(Object position labeling entries)
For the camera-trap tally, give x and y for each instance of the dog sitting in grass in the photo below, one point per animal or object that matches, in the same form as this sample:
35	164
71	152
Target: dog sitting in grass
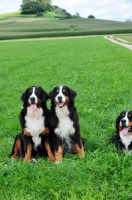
34	119
64	123
123	137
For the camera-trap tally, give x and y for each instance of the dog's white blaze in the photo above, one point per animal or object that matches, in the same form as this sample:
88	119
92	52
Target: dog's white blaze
33	95
126	139
125	118
35	124
65	126
60	94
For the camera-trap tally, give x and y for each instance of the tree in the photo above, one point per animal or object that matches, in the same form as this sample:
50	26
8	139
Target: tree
91	16
35	6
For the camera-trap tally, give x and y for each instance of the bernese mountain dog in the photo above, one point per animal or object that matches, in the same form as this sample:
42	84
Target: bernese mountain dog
64	123
34	119
123	137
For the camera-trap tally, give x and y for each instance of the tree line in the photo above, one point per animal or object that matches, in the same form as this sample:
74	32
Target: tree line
40	7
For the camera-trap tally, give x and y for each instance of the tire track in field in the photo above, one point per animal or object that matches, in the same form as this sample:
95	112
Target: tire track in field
128	46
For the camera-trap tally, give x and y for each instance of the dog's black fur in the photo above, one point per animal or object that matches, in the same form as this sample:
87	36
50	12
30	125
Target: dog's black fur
122	139
34	140
64	123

Prompt: Put everything from the line containing "the dog's black" down to the end of the listing into a numbered list, leaving out any blank lines.

Solution for this task:
1. For the camera-trap tally, give x and y for each instance of the dog's black fur in the photo above, one point per animal or object that matches, in the same form as this sample:
2. 87	36
3. 50	12
4. 30	125
5. Target: dog's black fur
6. 122	139
7. 34	140
8. 64	123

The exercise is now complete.